━━ Data shown

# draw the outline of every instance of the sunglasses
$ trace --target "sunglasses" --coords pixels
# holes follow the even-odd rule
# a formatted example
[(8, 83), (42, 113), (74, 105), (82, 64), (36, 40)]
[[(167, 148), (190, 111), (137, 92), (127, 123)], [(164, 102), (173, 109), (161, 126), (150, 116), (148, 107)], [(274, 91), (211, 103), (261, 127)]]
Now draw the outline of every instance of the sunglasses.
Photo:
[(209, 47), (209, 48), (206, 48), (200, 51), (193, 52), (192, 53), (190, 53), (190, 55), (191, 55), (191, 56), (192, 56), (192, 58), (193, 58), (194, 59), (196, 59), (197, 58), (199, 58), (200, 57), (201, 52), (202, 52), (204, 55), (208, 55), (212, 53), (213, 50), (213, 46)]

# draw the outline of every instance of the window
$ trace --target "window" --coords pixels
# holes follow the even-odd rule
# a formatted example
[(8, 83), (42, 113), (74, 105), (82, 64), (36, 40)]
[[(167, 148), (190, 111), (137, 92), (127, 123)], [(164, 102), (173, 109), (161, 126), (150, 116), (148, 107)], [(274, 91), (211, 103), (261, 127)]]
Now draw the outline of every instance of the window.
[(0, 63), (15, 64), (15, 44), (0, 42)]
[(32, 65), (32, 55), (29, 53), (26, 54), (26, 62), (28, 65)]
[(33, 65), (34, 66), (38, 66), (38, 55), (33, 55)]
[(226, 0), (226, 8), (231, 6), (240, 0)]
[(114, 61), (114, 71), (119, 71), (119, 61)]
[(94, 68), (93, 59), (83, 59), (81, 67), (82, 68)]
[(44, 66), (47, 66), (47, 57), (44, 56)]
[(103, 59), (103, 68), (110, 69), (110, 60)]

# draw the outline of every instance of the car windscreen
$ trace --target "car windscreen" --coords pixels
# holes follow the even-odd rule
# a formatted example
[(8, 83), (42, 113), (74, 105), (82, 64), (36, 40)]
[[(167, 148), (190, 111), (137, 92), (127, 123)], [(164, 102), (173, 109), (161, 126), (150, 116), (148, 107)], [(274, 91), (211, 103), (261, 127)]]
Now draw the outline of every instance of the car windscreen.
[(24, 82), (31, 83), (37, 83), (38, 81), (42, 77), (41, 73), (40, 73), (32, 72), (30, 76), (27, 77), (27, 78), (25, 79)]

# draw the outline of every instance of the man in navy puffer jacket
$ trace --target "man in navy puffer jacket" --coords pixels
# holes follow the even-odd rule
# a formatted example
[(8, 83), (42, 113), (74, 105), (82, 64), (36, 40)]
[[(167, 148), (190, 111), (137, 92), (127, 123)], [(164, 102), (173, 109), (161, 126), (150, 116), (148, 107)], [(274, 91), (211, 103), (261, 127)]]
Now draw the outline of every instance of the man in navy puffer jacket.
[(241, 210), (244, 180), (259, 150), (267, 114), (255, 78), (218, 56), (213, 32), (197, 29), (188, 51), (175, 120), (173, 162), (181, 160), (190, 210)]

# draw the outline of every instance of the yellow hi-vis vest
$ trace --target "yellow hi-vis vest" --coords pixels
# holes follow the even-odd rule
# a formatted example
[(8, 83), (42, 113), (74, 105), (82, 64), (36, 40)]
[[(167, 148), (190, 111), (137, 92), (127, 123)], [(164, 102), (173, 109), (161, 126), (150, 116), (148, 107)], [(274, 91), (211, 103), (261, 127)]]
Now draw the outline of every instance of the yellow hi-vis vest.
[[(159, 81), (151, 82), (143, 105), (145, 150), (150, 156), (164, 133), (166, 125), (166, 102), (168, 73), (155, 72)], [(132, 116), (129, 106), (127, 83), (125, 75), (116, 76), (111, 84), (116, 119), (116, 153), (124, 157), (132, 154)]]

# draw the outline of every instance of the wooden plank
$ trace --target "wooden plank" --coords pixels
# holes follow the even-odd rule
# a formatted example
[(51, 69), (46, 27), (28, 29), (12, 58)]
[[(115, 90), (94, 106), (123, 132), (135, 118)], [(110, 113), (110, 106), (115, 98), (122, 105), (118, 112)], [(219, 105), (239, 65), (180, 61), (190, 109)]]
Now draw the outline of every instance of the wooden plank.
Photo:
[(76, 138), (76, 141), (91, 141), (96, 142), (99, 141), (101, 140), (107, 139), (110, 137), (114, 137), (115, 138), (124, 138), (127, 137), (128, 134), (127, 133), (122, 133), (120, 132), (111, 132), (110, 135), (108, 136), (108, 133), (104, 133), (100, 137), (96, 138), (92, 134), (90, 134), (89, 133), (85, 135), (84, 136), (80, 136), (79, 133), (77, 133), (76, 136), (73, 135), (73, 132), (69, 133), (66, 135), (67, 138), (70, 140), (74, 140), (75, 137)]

━━━━

Format every line of the items above as a JSON list of strings, one string per line, with blank lines left out.

[
  "# draw the outline of every instance of the sunglasses",
  "$ trace --target \"sunglasses\" --coords pixels",
  "# holes follow the even-odd rule",
  "# a formatted example",
  "[(8, 83), (42, 113), (74, 105), (82, 64), (36, 40)]",
  "[[(167, 148), (190, 111), (137, 92), (127, 123)], [(164, 102), (173, 109), (161, 126), (150, 116), (148, 107)], [(274, 91), (211, 103), (261, 127)]]",
  "Now draw the outline of every instance of the sunglasses.",
  "Photo:",
  "[(209, 47), (209, 48), (206, 48), (200, 51), (193, 52), (192, 53), (190, 53), (190, 55), (191, 55), (191, 56), (192, 56), (192, 58), (193, 58), (194, 59), (196, 59), (197, 58), (199, 58), (200, 57), (201, 52), (202, 52), (204, 55), (208, 55), (212, 53), (213, 50), (213, 46)]",
  "# draw the outline of every instance of the window",
  "$ trace --target \"window\" --coords pixels",
  "# holes follow the even-odd rule",
  "# a formatted example",
  "[(8, 83), (42, 113), (74, 105), (82, 64), (36, 40)]",
  "[[(167, 148), (190, 111), (137, 92), (127, 123)], [(164, 102), (173, 109), (161, 126), (150, 116), (148, 107)], [(274, 91), (211, 103), (261, 127)]]",
  "Now draw the outline of every instance of the window.",
  "[(0, 63), (15, 64), (15, 44), (0, 42)]",
  "[(32, 65), (32, 55), (29, 53), (26, 54), (26, 62), (28, 65)]",
  "[(33, 65), (34, 66), (38, 66), (38, 55), (33, 55)]",
  "[(226, 0), (226, 8), (231, 6), (240, 0)]",
  "[(114, 61), (114, 71), (119, 71), (119, 61)]",
  "[(94, 68), (93, 59), (83, 59), (81, 67), (82, 68)]",
  "[(44, 66), (47, 66), (47, 57), (44, 56)]",
  "[(103, 59), (103, 68), (110, 69), (110, 60)]",
  "# draw the outline of every instance of the car windscreen",
  "$ trace --target \"car windscreen\" --coords pixels",
  "# holes follow the even-odd rule",
  "# a formatted example",
  "[(8, 83), (42, 113), (74, 105), (82, 64), (36, 40)]",
  "[[(167, 148), (190, 111), (137, 92), (127, 123)], [(164, 102), (173, 109), (161, 126), (150, 116), (148, 107)], [(274, 91), (211, 103), (261, 127)]]",
  "Now draw the outline of every instance of the car windscreen.",
  "[(24, 82), (31, 83), (37, 83), (38, 81), (42, 77), (41, 73), (40, 73), (32, 72), (30, 76), (27, 77), (27, 78), (25, 79)]",
  "# draw the outline of every instance of the man in navy puffer jacket",
  "$ trace --target \"man in navy puffer jacket\" --coords pixels",
  "# holes follow the even-odd rule",
  "# a formatted example",
  "[(8, 83), (42, 113), (74, 105), (82, 64), (36, 40)]",
  "[[(167, 148), (190, 111), (137, 92), (127, 123)], [(164, 102), (173, 109), (161, 126), (150, 116), (148, 107)], [(274, 91), (211, 103), (261, 127)]]",
  "Now draw the outline of every instance of the man in navy puffer jacket.",
  "[(241, 210), (244, 180), (259, 150), (267, 114), (255, 78), (218, 56), (213, 32), (197, 29), (188, 51), (175, 120), (173, 162), (181, 160), (190, 210)]",
  "# draw the outline of every instance of the yellow hi-vis vest",
  "$ trace --target \"yellow hi-vis vest\" --coords pixels",
  "# holes follow the even-odd rule",
  "# a formatted example",
  "[(8, 83), (42, 113), (74, 105), (82, 64), (36, 40)]",
  "[[(167, 148), (190, 111), (137, 92), (127, 123)], [(164, 102), (173, 109), (161, 126), (150, 116), (148, 107)], [(274, 91), (211, 103), (261, 127)]]",
  "Now draw the outline of every instance of the yellow hi-vis vest.",
  "[[(159, 81), (151, 82), (143, 105), (145, 150), (150, 156), (164, 133), (166, 125), (166, 102), (168, 73), (155, 72)], [(132, 116), (129, 106), (127, 83), (125, 75), (116, 76), (111, 84), (116, 119), (116, 153), (124, 157), (132, 154)]]",
  "# draw the outline of every instance of the wooden plank",
  "$ trace --target \"wooden plank\" --coords pixels",
  "# holes follow the even-odd rule",
  "# a formatted example",
  "[(51, 69), (46, 27), (28, 29), (12, 58)]",
  "[[(115, 90), (94, 106), (123, 132), (135, 118)], [(110, 113), (110, 106), (115, 98), (122, 105), (118, 112)], [(219, 105), (239, 65), (180, 61), (190, 109)]]",
  "Now draw the outline of every instance of the wooden plank.",
  "Photo:",
  "[(76, 138), (76, 141), (91, 141), (96, 142), (99, 141), (101, 140), (107, 139), (110, 137), (114, 137), (115, 138), (124, 138), (127, 137), (128, 134), (127, 133), (122, 133), (120, 132), (111, 132), (110, 135), (108, 136), (108, 133), (104, 133), (100, 137), (96, 138), (92, 134), (90, 134), (89, 133), (85, 135), (84, 136), (80, 136), (79, 133), (77, 133), (76, 136), (73, 135), (73, 132), (69, 133), (66, 135), (67, 138), (70, 140), (74, 140), (75, 137)]"
]